*TEXT SHOWN*:
= = =
Since the passage of the Coronavirus Aid, Relief and Economic Security Act (“CARES Act”), Pub. L. 116-136, on March 27, 2020, there has been much uncertainty and confusion arising from that portion of the CARES Act which amended the Fair Credit Reporting Act, 15 U.S.C. 1681 (“FCRA”).   Shortly after the CARES Act was signed into law, on April 1, 2020, the Bureau of Consumer Financial Protection (“Bureau”) issued a “Statement on Supervisory and Enforcement Practices Regarding the Fair Credit Reporting Act and Regulation V in light of the CARES Act” (the “Policy Statement”) in which the Bureau made clear that consumer reporting agencies and furnishers were expected to comply with the CARES Act.  While making the expectations clear, the Bureau’s Policy Statement did advise that it would take into consideration the “circumstances that entities face as a result of the COVID-19 pandemic and entities’ good faith efforts to comply with their statutory and regulatory obligations.”  The Policy Statement provided examples of the flexibility the Bureau intended to afford to furnishers and consumer reporting agencies specifically as it related to the furnishing of information relating to accommodations under the CARES Act as well as the statutorily prescribed timeframes to investigate disputes.

As further guidance, this week the Bureau issued a Compliance Aid setting out ten frequently asked questions with the Bureau’s answers relating to Consumer Reporting under the CARES Act and COVID-19 Pandemic.

Questions 1, 2, and 3 summarized the Bureau’s April 1, 2020, Policy statement as it related to consumer reporting generally, the enforcement of the CARES Act requirements to report as current accounts for consumers who are affected by the COVID-19 pandemic, and the enforcement for furnishers who fail to meet the statutory requirements surrounding dispute investigations, respectively.  The Bureau reiterated in response to these questions that while the Bureau would give consideration to the good faith efforts and surrounding circumstances, furnishers and consumer reporting agencies are still responsible for complying with FCRA and Regulation V.
= = =
*DESCRIPTION OF THE TASK*: Using the passage on consumer reporting under the CARES Act, explain what has caused uncertainty and confusion since the CARES Act passed on March 27, 2020.

*DATASET EXTRACT*:
= = =
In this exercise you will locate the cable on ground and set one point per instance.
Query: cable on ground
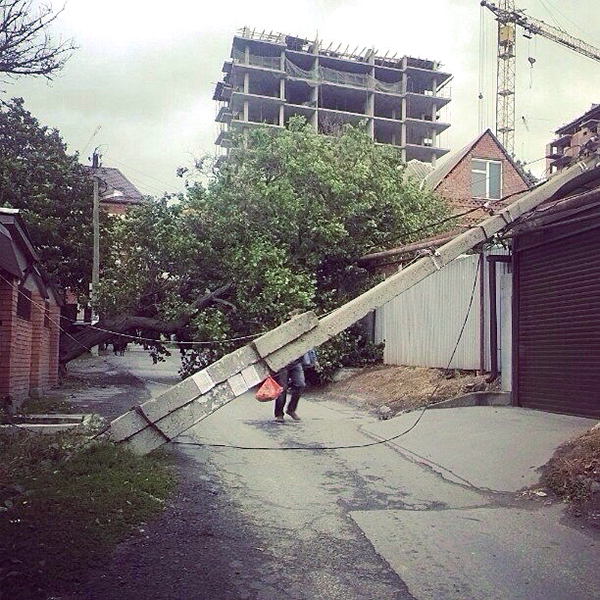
= = =
*ANSWER SPACE*: The uncertainty and confusion have come from the part of the CARES Act that amended the Fair Credit Reporting Act, 15 U.S.C. 1681.